Saved data entries
-.-.-

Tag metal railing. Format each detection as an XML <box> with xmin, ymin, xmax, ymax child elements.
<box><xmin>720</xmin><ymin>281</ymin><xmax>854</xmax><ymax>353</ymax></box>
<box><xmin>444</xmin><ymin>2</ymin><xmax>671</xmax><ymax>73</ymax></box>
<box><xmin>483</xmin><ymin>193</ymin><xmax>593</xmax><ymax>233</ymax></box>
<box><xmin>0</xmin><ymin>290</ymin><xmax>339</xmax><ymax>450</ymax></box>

-.-.-

#### Problem details:
Print each line above exactly as it stands.

#### Answer box:
Tag metal railing. Format each detection as an XML <box> with xmin, ymin, xmax, ymax child elements.
<box><xmin>720</xmin><ymin>281</ymin><xmax>854</xmax><ymax>353</ymax></box>
<box><xmin>444</xmin><ymin>2</ymin><xmax>671</xmax><ymax>73</ymax></box>
<box><xmin>483</xmin><ymin>193</ymin><xmax>593</xmax><ymax>233</ymax></box>
<box><xmin>0</xmin><ymin>290</ymin><xmax>339</xmax><ymax>450</ymax></box>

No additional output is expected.